*** Begin section ***
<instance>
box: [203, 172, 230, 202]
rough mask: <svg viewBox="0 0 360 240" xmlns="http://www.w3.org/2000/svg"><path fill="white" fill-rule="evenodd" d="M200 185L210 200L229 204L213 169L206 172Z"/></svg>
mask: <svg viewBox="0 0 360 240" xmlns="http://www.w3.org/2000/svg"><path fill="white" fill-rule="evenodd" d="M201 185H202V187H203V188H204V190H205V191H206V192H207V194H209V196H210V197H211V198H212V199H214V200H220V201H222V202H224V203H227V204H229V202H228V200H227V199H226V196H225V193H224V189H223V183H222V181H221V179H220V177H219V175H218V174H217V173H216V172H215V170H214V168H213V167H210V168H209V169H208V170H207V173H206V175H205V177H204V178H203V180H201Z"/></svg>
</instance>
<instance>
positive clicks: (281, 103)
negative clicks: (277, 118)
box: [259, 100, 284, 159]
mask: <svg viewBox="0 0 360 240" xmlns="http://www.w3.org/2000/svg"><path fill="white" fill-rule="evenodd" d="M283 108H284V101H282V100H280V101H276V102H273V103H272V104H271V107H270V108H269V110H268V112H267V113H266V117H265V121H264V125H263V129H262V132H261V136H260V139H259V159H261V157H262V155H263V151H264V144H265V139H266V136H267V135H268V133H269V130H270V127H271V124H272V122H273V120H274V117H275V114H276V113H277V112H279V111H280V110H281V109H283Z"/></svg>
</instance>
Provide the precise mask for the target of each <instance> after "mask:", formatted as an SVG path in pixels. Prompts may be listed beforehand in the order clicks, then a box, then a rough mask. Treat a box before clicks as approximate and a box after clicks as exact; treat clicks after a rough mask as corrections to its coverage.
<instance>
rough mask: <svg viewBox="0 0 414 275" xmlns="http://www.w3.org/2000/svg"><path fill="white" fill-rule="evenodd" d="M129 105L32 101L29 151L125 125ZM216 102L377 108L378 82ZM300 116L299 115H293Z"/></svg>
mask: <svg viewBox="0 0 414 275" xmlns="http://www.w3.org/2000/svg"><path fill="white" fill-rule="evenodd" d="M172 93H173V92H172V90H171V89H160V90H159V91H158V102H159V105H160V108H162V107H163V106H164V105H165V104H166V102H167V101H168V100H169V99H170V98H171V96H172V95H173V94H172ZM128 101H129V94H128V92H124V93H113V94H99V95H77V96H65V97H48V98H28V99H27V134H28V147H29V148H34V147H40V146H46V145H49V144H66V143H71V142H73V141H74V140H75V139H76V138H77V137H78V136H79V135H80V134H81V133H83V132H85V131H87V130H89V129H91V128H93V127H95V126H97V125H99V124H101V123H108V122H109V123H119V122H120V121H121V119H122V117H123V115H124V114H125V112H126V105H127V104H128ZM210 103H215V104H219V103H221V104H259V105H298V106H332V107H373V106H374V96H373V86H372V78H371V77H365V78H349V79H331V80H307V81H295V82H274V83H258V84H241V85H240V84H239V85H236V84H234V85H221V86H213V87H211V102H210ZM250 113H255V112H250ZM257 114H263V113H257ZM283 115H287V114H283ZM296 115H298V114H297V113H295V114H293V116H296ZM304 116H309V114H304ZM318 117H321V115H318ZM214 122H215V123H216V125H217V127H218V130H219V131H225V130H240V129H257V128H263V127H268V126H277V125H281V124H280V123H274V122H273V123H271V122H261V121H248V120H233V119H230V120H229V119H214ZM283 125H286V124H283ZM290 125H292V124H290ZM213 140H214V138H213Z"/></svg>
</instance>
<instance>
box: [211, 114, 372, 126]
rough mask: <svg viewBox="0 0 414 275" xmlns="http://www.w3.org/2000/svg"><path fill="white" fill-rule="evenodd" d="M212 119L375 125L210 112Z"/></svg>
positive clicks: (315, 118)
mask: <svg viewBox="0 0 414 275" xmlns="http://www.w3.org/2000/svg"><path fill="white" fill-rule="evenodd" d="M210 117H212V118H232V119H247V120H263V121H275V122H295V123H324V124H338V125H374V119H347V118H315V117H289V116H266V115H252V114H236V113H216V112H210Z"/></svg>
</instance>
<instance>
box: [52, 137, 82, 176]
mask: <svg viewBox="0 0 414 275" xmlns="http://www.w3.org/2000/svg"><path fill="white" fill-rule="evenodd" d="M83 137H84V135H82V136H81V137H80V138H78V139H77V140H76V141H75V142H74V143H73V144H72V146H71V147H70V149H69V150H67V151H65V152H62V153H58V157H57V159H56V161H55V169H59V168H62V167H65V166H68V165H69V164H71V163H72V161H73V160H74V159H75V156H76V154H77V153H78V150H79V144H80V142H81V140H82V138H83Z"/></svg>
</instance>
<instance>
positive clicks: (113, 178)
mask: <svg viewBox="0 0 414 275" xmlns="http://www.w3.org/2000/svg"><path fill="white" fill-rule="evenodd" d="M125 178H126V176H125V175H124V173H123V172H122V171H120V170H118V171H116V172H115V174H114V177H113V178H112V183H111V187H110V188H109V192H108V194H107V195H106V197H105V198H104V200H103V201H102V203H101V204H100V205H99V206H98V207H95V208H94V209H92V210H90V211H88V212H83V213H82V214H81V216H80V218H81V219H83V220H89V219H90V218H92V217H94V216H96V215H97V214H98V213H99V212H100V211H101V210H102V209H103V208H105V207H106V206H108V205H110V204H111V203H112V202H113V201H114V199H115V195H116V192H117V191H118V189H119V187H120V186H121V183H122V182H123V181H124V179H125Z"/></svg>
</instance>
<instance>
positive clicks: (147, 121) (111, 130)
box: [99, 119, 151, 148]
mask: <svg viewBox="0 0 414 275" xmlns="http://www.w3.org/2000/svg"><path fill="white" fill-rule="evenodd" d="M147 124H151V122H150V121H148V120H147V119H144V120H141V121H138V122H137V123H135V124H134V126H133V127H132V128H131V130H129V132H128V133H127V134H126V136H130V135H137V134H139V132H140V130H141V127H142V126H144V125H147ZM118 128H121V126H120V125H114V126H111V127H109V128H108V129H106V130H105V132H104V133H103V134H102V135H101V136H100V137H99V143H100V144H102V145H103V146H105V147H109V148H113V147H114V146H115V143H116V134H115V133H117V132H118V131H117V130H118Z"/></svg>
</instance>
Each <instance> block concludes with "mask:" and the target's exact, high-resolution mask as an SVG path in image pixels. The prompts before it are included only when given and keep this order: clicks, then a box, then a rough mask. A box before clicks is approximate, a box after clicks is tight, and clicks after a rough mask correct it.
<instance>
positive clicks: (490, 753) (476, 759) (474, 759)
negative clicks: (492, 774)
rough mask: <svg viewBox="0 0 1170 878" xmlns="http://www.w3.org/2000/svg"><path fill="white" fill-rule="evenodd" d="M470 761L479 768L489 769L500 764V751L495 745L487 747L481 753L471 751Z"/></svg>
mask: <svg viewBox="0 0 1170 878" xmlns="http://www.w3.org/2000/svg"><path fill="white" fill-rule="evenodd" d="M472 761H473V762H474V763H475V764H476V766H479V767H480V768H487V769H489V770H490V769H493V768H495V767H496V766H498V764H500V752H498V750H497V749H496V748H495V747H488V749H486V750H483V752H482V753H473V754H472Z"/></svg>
*** End section ***
- [DIRECTIONS] The material is to be given again in full and without variation.

- [WRITTEN RESPONSE]
<instance>
box: [203, 172, 230, 202]
rough mask: <svg viewBox="0 0 360 240" xmlns="http://www.w3.org/2000/svg"><path fill="white" fill-rule="evenodd" d="M200 185L210 200L229 204L213 169L206 172Z"/></svg>
mask: <svg viewBox="0 0 360 240" xmlns="http://www.w3.org/2000/svg"><path fill="white" fill-rule="evenodd" d="M201 185H202V187H203V188H204V190H205V191H206V192H207V194H209V196H210V197H211V198H212V199H214V200H220V201H222V202H224V203H227V204H229V202H228V200H227V199H226V196H225V193H224V189H223V183H222V181H221V179H220V177H219V175H218V174H217V173H216V172H215V170H214V168H213V167H210V168H209V169H208V170H207V173H206V175H205V177H204V178H203V180H201Z"/></svg>
</instance>
<instance>
positive clicks: (281, 103)
negative clicks: (277, 118)
box: [259, 100, 284, 159]
mask: <svg viewBox="0 0 360 240" xmlns="http://www.w3.org/2000/svg"><path fill="white" fill-rule="evenodd" d="M283 108H284V101H282V100H280V101H276V102H273V103H272V104H271V107H270V108H269V110H268V112H267V113H266V117H265V121H264V125H263V129H262V132H261V136H260V139H259V159H261V157H262V155H263V151H264V144H265V139H266V136H267V135H268V133H269V130H270V127H271V124H272V122H273V120H274V117H275V114H276V113H277V112H279V111H280V110H281V109H283Z"/></svg>
</instance>
Provide the precise mask for the target of each <instance> after "mask:", formatted as an SVG path in pixels. Prompts may be listed beforehand in the order clicks, then a box, then a rough mask. Treat a box before clicks as approximate and a box after clicks as exact; treat clicks after a rough mask as corrections to its coverage.
<instance>
rough mask: <svg viewBox="0 0 414 275" xmlns="http://www.w3.org/2000/svg"><path fill="white" fill-rule="evenodd" d="M129 105L32 101L29 151L125 125ZM216 102L377 108L378 82ZM300 116L299 115H293Z"/></svg>
mask: <svg viewBox="0 0 414 275" xmlns="http://www.w3.org/2000/svg"><path fill="white" fill-rule="evenodd" d="M172 93H173V92H172V90H171V89H160V90H159V91H158V102H159V105H160V108H162V107H163V106H164V105H165V104H166V102H167V101H168V100H169V99H170V98H171V96H172V95H173V94H172ZM128 101H129V94H128V92H124V93H113V94H99V95H77V96H65V97H48V98H28V99H27V134H28V147H29V148H34V147H40V146H46V145H49V144H66V143H71V142H73V141H74V140H75V139H76V138H77V137H78V136H79V135H80V134H81V133H83V132H85V131H87V130H89V129H91V128H93V127H95V126H97V125H99V124H101V123H108V122H109V123H119V122H120V121H121V119H122V117H123V115H124V114H125V112H126V105H127V104H128ZM210 103H215V104H219V103H221V104H259V105H298V106H332V107H373V106H374V96H373V86H372V78H371V77H365V78H349V79H331V80H307V81H295V82H274V83H258V84H241V85H240V84H239V85H236V84H234V85H221V86H213V87H211V102H210ZM250 113H255V112H250ZM257 114H263V113H257ZM283 115H287V114H283ZM296 115H298V114H297V113H295V114H293V116H296ZM304 116H309V114H304ZM318 117H321V115H318ZM214 122H215V123H216V125H217V127H218V130H219V131H225V130H240V129H257V128H263V127H268V126H277V125H281V124H280V123H274V122H273V123H271V122H261V121H248V120H233V119H230V120H229V119H214ZM283 125H286V124H283ZM290 125H292V124H290ZM213 140H214V138H213Z"/></svg>
</instance>
<instance>
box: [211, 114, 372, 126]
rough mask: <svg viewBox="0 0 414 275" xmlns="http://www.w3.org/2000/svg"><path fill="white" fill-rule="evenodd" d="M212 119L375 125L210 112Z"/></svg>
positive clicks: (315, 118)
mask: <svg viewBox="0 0 414 275" xmlns="http://www.w3.org/2000/svg"><path fill="white" fill-rule="evenodd" d="M210 117H212V118H232V119H247V120H263V121H275V122H295V123H324V124H338V125H374V119H347V118H315V117H289V116H266V115H252V114H236V113H216V112H210Z"/></svg>
</instance>
<instance>
box: [52, 137, 82, 176]
mask: <svg viewBox="0 0 414 275" xmlns="http://www.w3.org/2000/svg"><path fill="white" fill-rule="evenodd" d="M83 137H84V135H82V136H81V137H80V138H78V139H77V140H76V141H75V142H74V143H73V144H72V146H71V147H70V149H69V150H67V151H65V152H62V153H58V157H57V159H56V161H55V169H59V168H62V167H65V166H68V165H69V164H71V163H72V161H73V160H74V159H75V156H76V154H77V153H78V150H79V144H80V142H81V140H82V138H83Z"/></svg>
</instance>
<instance>
positive clicks: (113, 178)
mask: <svg viewBox="0 0 414 275" xmlns="http://www.w3.org/2000/svg"><path fill="white" fill-rule="evenodd" d="M125 178H126V176H125V175H124V173H123V172H122V171H120V170H118V171H116V172H115V174H114V177H113V178H112V183H111V187H110V188H109V192H108V194H107V195H106V197H105V198H104V200H103V201H102V203H101V204H100V205H99V206H98V207H95V208H94V209H92V210H90V211H88V212H83V213H82V214H81V216H80V218H81V219H83V220H89V219H90V218H92V217H94V216H96V215H97V214H98V213H99V212H100V211H101V210H102V209H103V208H105V207H106V206H108V205H110V204H111V203H112V202H113V201H114V199H115V195H116V192H117V191H118V189H119V187H120V186H121V183H122V182H123V181H124V179H125Z"/></svg>
</instance>
<instance>
positive clicks: (147, 121) (111, 130)
box: [99, 119, 151, 148]
mask: <svg viewBox="0 0 414 275" xmlns="http://www.w3.org/2000/svg"><path fill="white" fill-rule="evenodd" d="M147 124H151V122H150V121H148V120H147V119H144V120H141V121H138V122H137V123H135V124H134V126H133V127H132V128H131V130H129V132H128V133H127V134H126V136H130V135H137V134H139V132H140V130H141V127H142V126H144V125H147ZM118 128H121V126H120V125H114V126H111V127H109V128H108V129H106V130H105V132H104V133H103V134H102V135H101V136H100V137H99V143H100V144H102V145H103V146H105V147H109V148H113V147H114V146H115V143H116V134H115V133H117V132H118V131H117V130H118Z"/></svg>
</instance>
Each <instance> block concludes with "mask:" and the target's exact, high-resolution mask as an SVG path in image pixels. The prompts before it are included only when given and keep this order: clicks, then a box, then a rough mask. A box before clicks is approximate, a box after clicks is tight, and clicks after a rough mask correct it.
<instance>
positive clicks: (490, 753) (476, 759) (474, 759)
negative clicks: (492, 774)
rough mask: <svg viewBox="0 0 1170 878" xmlns="http://www.w3.org/2000/svg"><path fill="white" fill-rule="evenodd" d="M470 761L479 768L489 769L500 764V751L495 745L487 747L481 753L471 751Z"/></svg>
mask: <svg viewBox="0 0 1170 878" xmlns="http://www.w3.org/2000/svg"><path fill="white" fill-rule="evenodd" d="M472 761H473V762H474V763H475V764H476V766H479V767H480V768H487V769H489V770H490V769H493V768H495V767H496V766H498V764H500V752H498V750H497V749H496V748H495V747H488V749H486V750H483V752H482V753H473V754H472Z"/></svg>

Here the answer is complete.